-- EJERCICIO BREVE --
En el texto sobre Marcelino Menéndez Pelayo, ¿en qué línea se sitúa su obra como poeta?

-- TEXTO EXTRAÍDO --

>>

No obstante, sería erróneo clasificar a Don Marcelino exclusivamente como un ilustre estudioso académico, perdido en la excelencia de los despachos universitarios o devoto de la densidad como única manera de ofrecer su esplendor intelectual. Hombre tremendamente sensible para las apreciaciones literarias, siempre procuró cultivar la artesanía de las palabras en cada una de sus obras. En los Heterodoxos, por ejemplo, el rigor intelectual de semejante trabajo no le impide flirtear con agudas y provocadoras ironías que refrendan la pretensión persuasiva del tratado, aireando más si cabe su genialidad innata con un vigor literario pocas veces reconocido. Fue además un excelente poeta, en la línea de un soberbio clasicismo que acaso las corrientes líricas de la época no contribuyeron a valorar en su justa medida.

Y este es el breve - e insuficiente, ay - homenaje que desde este espacio hemos querido brindar a tal titán de nuestras letras, a un hombre que pasó a la historia al designar a la misma historia como fiel compañera en la batalla. ¡Cuánto tendrá que esperar España para volver a engendrar a otro sabio así, capaz de sublimar el espíritu de un pueblo con tan solo la fuerza de la pluma y la palabra! Años, décadas, quizás; pero creo que en el fondo todos sabemos que a Marcelino Menéndez Pelayo nunca nadie osará desatarle la correa de las sandalias.

<<

-- FRAGMENTOS DEL MATERIAL --
>>

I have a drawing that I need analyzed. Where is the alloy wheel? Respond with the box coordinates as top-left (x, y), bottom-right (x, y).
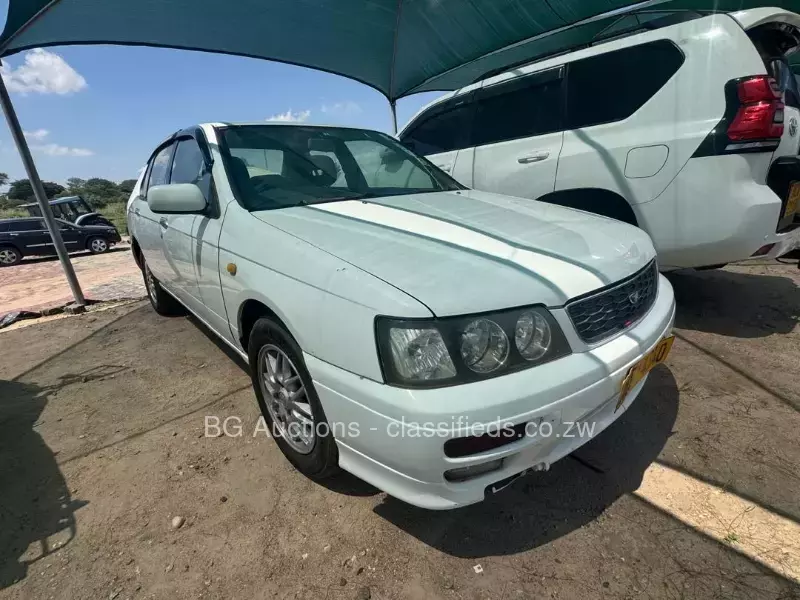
top-left (91, 238), bottom-right (108, 252)
top-left (0, 248), bottom-right (17, 265)
top-left (258, 344), bottom-right (316, 454)
top-left (144, 265), bottom-right (158, 302)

<<

-- RESPUESTA --
En la línea de un soberbio clasicismo.